- To do: Express the records below as a two-column CSV with the columns "request" and "answer", one row per record: its request text and its answer, each in a single quoted field with line breaks replaced by spaces. Leave the pictures out.
-- start Data to use --
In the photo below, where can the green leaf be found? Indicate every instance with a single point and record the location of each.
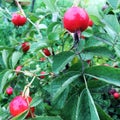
(61, 99)
(20, 116)
(93, 84)
(86, 109)
(5, 58)
(38, 45)
(53, 36)
(60, 60)
(105, 73)
(61, 83)
(99, 51)
(15, 58)
(113, 3)
(80, 107)
(4, 76)
(102, 114)
(4, 114)
(35, 101)
(51, 5)
(51, 27)
(109, 20)
(46, 118)
(88, 32)
(65, 85)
-- end Data to use --
- Full answer:
request,answer
"In the photo below, where can the green leaf be found? Indicate every instance with a single point and record the location of each.","(61, 99) (20, 116) (93, 84) (86, 109) (5, 58) (38, 45) (53, 36) (60, 60) (105, 73) (61, 83) (99, 51) (15, 58) (113, 3) (80, 107) (4, 76) (102, 114) (4, 114) (35, 101) (51, 5) (51, 27) (109, 20) (46, 118) (88, 32) (65, 85)"